EXERCISE TASK: Express every line of the data as a Markdown table with a Row column for the line number and a Text column for the line itself, leaving out blank lines.

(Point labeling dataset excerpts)
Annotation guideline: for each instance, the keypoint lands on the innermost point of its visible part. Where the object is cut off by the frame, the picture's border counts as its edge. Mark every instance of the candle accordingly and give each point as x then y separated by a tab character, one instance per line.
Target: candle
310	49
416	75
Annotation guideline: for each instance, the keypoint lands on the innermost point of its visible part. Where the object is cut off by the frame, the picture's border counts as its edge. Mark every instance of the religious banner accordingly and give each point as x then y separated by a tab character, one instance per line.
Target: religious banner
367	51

WRITTEN RESPONSE:
| Row | Text |
|---|---|
| 1 | Annotation guideline: for each instance, the keypoint lands on the innermost point of its visible part. Where the object is cut off by the frame, the picture's border counts as its edge. Mark every instance of the candle accordingly and give each point as x then y separated by a tab character, one instance per line. |
| 2 | Target: candle |
| 3 | 310	49 |
| 4 | 416	75 |
| 5 | Annotation guideline: for each instance, the keypoint lands on the innermost point of its visible part. Where the object is cut off by the frame, the picture's border counts as its edge. Mark every instance of the religious banner accordingly and give each point as x then y separated by a tab character, one instance per line. |
| 6 | Target: religious banner |
| 7 | 367	51 |